WHAT YOU SHOULD DO —
Which lines in the items below contain the word "rear"? Find each one and copy it out in full.

DATA PROVIDED —
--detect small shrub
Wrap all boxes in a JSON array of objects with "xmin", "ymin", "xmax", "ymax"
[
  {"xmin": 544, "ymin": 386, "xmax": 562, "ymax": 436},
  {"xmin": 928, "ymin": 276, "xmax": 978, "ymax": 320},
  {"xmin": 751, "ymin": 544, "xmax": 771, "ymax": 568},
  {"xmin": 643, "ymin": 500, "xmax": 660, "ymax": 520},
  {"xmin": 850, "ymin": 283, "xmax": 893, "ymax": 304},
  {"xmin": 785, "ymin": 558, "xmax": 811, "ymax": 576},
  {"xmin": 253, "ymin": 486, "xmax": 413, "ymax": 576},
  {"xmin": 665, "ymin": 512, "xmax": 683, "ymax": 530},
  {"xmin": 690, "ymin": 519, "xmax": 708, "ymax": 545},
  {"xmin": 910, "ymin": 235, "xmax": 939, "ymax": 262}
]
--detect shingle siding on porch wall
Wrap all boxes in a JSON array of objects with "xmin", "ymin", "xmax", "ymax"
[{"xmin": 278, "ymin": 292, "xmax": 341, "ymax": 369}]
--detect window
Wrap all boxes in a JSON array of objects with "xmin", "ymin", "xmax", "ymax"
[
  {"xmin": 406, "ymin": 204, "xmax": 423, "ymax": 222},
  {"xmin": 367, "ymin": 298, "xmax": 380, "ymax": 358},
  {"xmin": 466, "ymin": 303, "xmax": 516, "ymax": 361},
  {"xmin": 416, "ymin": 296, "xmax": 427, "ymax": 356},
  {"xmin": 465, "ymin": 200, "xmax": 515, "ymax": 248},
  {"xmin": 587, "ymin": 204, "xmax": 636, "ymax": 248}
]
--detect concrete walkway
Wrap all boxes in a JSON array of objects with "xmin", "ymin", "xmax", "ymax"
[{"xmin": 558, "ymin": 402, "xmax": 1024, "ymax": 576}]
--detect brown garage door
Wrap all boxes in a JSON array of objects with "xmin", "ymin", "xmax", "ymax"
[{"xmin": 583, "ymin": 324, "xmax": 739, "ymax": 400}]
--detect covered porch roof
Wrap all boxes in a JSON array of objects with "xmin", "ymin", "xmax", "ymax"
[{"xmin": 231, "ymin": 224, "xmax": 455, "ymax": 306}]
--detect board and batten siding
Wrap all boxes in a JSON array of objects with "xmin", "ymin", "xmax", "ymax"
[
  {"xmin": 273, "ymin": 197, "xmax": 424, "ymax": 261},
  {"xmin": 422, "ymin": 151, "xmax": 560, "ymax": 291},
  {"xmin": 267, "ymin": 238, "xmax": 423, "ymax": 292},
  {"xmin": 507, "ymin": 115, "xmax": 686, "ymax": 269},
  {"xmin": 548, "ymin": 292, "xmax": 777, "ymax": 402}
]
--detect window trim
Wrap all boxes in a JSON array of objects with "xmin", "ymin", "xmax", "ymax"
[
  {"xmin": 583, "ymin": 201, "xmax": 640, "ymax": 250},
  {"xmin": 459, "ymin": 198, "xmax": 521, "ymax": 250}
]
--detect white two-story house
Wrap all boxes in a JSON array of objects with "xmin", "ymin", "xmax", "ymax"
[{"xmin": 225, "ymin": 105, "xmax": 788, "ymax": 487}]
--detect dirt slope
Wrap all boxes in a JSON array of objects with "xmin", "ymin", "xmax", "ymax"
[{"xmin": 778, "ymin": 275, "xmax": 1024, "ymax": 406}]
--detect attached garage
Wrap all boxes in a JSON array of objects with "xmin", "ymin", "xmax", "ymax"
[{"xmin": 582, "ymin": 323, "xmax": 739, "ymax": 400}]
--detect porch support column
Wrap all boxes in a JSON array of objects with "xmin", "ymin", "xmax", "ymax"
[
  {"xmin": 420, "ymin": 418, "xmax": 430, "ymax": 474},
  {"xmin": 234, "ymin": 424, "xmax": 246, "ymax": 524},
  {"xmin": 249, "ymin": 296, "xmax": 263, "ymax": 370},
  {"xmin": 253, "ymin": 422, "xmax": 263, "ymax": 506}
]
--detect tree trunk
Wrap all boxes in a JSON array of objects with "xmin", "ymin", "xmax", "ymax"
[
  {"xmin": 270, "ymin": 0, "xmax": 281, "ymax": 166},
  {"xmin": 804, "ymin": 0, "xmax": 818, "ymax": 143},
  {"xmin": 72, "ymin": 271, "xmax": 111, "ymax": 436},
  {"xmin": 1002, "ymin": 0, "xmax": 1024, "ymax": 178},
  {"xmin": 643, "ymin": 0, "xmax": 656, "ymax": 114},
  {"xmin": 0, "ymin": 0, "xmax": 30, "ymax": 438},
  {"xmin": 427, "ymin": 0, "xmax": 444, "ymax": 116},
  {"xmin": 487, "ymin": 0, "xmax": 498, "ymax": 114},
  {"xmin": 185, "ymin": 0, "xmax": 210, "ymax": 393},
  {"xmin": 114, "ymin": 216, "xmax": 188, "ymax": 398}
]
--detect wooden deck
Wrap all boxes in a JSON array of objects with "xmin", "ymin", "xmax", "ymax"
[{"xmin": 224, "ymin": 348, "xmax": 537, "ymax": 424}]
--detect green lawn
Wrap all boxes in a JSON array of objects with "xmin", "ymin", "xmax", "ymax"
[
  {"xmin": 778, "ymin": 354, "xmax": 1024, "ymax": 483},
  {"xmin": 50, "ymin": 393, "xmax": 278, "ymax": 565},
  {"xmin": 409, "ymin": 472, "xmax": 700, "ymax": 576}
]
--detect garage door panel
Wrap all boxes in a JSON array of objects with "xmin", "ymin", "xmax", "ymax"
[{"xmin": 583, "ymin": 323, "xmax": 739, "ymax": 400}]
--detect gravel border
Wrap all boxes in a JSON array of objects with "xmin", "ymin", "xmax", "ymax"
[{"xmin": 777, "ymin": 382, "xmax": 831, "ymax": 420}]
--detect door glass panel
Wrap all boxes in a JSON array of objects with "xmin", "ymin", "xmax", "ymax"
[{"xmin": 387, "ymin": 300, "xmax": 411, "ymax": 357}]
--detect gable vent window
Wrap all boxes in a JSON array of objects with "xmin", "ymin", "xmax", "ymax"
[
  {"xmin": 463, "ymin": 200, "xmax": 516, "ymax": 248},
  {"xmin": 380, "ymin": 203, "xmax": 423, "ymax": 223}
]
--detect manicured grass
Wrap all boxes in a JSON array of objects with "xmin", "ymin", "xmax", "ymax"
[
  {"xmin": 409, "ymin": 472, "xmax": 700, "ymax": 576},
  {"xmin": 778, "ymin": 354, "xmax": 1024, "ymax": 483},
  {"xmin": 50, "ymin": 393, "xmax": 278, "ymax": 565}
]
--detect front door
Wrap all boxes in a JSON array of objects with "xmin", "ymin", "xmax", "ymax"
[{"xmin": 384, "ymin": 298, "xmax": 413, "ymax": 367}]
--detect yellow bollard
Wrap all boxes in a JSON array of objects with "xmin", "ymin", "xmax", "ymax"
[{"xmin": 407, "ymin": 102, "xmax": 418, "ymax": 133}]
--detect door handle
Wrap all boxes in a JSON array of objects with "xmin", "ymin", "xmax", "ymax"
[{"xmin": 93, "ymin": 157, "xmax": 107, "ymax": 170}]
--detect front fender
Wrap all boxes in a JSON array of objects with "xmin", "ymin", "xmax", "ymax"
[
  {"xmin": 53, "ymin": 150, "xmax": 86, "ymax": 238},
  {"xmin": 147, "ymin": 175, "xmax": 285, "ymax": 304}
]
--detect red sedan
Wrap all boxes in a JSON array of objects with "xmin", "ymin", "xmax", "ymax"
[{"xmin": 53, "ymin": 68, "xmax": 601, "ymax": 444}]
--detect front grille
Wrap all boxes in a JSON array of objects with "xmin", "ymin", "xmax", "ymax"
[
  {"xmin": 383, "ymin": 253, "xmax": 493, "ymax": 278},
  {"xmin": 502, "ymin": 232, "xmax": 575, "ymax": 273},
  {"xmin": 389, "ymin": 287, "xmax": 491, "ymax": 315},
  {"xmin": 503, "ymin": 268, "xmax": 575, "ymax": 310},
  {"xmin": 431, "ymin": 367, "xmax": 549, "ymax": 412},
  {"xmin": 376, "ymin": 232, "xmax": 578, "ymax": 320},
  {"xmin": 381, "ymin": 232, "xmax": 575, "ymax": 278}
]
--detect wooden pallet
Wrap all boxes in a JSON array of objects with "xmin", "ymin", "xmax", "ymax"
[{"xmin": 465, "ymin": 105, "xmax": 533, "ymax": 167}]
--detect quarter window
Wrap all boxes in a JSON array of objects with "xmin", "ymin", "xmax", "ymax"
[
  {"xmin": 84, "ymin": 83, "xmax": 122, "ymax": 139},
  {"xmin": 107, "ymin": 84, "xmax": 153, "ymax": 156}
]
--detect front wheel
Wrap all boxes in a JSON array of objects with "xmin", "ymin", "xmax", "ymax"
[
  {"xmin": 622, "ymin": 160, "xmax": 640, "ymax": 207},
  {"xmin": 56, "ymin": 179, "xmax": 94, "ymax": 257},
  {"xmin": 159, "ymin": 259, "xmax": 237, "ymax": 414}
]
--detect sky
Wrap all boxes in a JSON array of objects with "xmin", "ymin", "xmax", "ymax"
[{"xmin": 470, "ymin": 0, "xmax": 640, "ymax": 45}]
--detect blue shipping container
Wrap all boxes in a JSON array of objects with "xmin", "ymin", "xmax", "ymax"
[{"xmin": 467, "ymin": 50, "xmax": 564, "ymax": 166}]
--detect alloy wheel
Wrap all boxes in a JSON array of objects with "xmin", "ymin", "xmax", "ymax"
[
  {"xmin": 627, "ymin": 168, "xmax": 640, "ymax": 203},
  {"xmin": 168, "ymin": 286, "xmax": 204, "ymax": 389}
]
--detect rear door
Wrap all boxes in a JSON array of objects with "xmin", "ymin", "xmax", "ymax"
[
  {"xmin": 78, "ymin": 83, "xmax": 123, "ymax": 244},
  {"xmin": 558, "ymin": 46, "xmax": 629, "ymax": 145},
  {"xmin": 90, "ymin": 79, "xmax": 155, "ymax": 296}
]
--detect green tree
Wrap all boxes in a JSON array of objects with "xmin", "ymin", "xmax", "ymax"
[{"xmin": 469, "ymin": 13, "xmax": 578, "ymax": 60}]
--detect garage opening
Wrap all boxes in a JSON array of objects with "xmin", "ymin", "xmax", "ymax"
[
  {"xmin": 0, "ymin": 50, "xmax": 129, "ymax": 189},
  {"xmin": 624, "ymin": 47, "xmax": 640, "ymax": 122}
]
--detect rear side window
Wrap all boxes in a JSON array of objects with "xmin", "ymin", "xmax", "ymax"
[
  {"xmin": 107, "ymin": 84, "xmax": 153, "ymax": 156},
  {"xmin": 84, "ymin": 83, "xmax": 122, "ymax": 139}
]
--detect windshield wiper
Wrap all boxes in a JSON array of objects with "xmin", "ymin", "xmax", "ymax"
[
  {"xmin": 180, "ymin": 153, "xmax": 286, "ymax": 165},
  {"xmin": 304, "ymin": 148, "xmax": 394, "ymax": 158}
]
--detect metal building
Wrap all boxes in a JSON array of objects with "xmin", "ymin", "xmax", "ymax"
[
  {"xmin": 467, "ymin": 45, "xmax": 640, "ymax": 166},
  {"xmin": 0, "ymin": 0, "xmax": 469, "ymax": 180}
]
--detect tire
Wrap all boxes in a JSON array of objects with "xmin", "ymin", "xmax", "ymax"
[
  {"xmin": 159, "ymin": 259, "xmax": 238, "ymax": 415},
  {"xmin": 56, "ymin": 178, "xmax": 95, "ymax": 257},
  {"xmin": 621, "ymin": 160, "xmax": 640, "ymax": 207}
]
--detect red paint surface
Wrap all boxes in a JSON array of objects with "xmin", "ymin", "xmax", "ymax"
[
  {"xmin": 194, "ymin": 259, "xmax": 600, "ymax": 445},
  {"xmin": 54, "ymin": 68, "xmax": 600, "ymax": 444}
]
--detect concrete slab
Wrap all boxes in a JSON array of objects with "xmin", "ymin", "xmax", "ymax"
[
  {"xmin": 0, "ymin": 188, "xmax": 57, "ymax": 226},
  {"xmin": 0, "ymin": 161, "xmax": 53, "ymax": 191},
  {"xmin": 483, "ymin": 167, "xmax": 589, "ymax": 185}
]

ANSWER TO THE EXERCISE —
--detect rear door
--detect rear side window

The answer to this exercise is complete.